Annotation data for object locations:

• • • • •

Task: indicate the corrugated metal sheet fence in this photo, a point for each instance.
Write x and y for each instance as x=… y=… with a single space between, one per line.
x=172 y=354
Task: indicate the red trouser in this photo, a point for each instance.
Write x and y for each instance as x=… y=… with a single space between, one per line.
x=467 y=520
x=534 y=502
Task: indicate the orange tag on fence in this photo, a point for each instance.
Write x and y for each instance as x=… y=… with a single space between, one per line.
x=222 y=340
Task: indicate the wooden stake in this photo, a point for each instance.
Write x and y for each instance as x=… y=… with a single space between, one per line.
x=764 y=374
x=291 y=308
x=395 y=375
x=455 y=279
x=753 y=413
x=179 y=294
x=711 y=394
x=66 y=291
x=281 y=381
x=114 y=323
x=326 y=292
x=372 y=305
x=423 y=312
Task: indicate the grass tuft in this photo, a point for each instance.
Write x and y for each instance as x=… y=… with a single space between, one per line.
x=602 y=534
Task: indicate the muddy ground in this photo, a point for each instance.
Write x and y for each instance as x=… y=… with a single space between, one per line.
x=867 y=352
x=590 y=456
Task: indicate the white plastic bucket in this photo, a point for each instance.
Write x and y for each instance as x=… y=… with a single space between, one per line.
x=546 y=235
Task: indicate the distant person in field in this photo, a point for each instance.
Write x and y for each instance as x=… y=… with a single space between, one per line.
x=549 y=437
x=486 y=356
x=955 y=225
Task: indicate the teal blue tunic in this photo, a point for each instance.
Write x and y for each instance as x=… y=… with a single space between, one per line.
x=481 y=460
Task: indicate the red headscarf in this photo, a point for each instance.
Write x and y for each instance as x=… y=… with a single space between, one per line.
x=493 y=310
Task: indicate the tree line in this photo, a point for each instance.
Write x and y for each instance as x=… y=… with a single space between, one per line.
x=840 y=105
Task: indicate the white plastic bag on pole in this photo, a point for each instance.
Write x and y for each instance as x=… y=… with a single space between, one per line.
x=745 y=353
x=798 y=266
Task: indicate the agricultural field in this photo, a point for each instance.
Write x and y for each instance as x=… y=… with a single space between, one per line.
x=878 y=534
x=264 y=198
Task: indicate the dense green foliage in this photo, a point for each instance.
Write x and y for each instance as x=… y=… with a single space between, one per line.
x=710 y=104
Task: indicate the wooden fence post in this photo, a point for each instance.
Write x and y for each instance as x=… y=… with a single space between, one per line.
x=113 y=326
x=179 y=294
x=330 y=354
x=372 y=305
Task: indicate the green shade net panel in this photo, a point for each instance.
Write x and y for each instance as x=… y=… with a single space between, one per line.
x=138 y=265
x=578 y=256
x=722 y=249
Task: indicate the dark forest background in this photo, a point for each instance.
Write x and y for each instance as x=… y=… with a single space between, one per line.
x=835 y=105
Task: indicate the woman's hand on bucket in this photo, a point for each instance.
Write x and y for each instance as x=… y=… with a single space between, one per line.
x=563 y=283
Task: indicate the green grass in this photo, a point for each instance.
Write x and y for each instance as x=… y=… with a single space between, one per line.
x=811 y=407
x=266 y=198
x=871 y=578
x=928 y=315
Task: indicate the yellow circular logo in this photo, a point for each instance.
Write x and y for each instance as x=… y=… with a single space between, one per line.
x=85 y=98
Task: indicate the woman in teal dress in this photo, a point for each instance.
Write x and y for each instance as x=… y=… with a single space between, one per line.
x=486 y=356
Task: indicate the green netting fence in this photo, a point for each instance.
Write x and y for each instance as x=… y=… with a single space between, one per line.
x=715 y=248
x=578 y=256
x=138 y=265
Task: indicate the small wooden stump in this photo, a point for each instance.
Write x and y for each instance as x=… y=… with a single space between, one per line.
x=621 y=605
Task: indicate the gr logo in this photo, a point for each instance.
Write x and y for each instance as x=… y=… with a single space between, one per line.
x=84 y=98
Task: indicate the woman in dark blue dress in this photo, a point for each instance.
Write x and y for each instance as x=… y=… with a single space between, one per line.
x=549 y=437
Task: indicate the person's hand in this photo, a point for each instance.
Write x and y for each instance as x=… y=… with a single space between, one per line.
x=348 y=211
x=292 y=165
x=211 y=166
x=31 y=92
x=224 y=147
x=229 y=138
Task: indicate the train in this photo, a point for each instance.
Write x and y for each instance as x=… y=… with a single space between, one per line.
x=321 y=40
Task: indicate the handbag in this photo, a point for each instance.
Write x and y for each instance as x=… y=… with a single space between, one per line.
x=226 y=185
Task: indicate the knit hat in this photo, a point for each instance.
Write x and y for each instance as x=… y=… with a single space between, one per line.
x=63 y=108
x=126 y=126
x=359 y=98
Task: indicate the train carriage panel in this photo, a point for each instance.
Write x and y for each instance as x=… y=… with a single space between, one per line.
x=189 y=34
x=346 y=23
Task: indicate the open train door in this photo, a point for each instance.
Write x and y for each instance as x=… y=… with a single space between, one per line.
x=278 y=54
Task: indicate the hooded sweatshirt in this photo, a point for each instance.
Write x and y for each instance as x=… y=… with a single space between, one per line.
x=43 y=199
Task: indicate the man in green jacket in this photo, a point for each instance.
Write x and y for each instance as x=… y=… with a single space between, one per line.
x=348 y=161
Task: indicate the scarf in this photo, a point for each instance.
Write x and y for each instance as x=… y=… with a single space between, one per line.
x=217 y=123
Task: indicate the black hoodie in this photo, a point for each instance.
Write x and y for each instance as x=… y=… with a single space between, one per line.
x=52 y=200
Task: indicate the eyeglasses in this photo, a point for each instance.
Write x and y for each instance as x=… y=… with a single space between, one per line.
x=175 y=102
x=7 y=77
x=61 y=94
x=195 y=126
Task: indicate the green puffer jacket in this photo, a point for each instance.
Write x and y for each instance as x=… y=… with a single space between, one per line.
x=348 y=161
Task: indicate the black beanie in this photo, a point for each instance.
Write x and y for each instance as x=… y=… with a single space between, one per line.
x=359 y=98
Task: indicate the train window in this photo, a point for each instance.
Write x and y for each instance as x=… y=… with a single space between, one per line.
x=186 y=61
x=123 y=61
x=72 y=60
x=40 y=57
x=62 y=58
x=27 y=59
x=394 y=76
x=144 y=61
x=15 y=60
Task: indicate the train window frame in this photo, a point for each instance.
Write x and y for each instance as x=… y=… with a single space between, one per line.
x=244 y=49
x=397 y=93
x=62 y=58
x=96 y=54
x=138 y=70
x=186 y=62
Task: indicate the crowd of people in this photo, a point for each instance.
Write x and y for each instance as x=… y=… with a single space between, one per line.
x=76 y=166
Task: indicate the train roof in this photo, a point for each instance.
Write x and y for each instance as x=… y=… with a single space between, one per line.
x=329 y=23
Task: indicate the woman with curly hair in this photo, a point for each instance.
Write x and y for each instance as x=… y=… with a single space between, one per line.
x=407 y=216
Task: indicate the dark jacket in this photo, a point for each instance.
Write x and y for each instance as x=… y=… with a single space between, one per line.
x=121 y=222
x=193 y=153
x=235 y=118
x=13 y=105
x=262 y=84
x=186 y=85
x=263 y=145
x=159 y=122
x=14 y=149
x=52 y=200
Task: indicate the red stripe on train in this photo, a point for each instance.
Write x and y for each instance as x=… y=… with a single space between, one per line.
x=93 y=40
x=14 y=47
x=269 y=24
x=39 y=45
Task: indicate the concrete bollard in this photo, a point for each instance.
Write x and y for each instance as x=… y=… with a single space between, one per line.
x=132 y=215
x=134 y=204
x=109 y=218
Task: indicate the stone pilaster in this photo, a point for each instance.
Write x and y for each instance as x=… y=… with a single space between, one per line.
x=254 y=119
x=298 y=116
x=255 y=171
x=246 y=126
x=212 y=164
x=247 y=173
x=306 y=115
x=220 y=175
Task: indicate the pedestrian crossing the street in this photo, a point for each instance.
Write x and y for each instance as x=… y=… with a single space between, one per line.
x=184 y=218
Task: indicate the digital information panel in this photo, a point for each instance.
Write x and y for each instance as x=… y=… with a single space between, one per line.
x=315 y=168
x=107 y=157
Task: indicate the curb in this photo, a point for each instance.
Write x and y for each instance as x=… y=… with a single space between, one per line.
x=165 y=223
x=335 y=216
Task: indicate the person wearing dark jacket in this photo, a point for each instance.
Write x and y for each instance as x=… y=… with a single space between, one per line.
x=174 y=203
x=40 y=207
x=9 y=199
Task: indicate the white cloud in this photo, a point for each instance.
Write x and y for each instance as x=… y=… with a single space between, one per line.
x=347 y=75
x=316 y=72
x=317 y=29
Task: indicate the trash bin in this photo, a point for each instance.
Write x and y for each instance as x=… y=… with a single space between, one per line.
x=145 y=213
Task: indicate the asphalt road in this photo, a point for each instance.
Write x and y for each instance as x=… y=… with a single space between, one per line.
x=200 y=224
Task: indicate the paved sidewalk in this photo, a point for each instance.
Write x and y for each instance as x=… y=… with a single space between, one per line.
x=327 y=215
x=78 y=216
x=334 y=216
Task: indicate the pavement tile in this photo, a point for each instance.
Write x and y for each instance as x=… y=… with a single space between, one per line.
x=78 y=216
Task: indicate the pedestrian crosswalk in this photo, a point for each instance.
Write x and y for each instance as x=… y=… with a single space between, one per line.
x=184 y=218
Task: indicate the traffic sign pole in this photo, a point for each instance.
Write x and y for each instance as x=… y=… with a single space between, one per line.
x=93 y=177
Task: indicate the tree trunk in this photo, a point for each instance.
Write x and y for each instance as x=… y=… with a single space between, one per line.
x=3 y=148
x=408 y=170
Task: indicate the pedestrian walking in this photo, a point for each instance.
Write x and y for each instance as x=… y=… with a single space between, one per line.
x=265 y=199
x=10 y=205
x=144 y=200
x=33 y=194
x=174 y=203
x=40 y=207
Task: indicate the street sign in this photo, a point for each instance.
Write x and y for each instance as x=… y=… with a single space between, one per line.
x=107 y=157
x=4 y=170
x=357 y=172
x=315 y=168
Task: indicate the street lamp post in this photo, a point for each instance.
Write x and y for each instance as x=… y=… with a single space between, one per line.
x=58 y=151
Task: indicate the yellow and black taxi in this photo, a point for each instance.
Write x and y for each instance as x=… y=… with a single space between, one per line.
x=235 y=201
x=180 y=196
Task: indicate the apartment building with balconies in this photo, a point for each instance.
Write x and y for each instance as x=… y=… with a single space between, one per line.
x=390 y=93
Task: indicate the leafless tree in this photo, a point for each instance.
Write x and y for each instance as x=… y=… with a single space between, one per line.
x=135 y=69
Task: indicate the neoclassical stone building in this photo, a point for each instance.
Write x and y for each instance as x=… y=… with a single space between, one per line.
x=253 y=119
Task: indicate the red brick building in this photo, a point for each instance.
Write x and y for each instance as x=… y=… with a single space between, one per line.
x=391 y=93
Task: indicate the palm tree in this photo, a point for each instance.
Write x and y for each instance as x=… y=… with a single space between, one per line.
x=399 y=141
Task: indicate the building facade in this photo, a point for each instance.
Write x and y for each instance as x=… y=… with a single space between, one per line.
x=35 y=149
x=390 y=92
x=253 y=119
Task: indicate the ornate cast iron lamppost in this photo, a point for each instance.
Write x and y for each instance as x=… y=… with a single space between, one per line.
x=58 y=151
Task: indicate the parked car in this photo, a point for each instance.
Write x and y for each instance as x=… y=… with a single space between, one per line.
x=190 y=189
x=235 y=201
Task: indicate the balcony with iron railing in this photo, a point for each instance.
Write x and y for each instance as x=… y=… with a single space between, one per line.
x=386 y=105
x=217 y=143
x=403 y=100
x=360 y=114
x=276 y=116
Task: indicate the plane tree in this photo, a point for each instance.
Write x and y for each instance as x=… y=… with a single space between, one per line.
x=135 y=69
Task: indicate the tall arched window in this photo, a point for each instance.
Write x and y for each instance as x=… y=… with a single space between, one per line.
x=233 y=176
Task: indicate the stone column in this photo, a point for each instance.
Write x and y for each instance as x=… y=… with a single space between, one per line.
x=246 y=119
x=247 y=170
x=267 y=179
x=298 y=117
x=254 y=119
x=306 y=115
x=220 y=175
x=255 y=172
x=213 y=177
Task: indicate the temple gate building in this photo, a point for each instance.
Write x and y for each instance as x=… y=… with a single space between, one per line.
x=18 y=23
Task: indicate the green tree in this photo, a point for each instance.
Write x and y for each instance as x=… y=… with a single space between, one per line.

• • • • •

Stated problem
Please retype the lines above without any changes, from the line with "Task: indicate the teal" to the line with "x=928 y=315", including both of those lines.

Expected answer
Task: indicate the teal blue tunic in this photo, a point for each instance.
Write x and y for each instance as x=… y=… with a single space between, one per line.
x=481 y=460
Task: indicate the red headscarf in this photo, a point for each instance.
Write x and y for each instance as x=… y=… with a single space between, one per line.
x=493 y=310
Task: indicate the tree line in this photo, a point for each instance.
Write x and y for each instance as x=… y=… with a single space between, one per line.
x=840 y=105
Task: indicate the white plastic bag on pole in this photo, a point for each instance.
Write x and y for each instance as x=… y=… with a single space between, one per line.
x=745 y=353
x=798 y=266
Task: indicate the agricultural field in this photo, a point for each instance.
Write x and y for each instance as x=… y=… with a single space between, one per line.
x=878 y=534
x=264 y=198
Task: indicate the dense green foliage in this photo, a point for each instance.
Write x and y for each instance as x=… y=… with a single space between, one per line.
x=710 y=104
Task: indicate the wooden fence post in this photo, a point for each instance.
Write x and y for each instance as x=… y=… with a single space between, one per line.
x=113 y=326
x=179 y=294
x=330 y=354
x=372 y=305
Task: indicate the green shade net panel in this photo, a point for each instance.
Write x and y for each instance as x=… y=… with a single space between, one per line.
x=138 y=265
x=578 y=256
x=722 y=249
Task: indicate the dark forest background in this photo, a point for each instance.
Write x and y for each instance as x=… y=… with a single space between, one per line.
x=835 y=105
Task: indicate the woman's hand on bucket in this photo, a point for each instance.
Write x and y for each instance as x=… y=… with a single space between, one per line.
x=563 y=283
Task: indicate the green grass in this photo, a point for each instance.
Write x and y for each instance as x=… y=… with a single space between, one per line.
x=811 y=407
x=266 y=198
x=871 y=578
x=928 y=315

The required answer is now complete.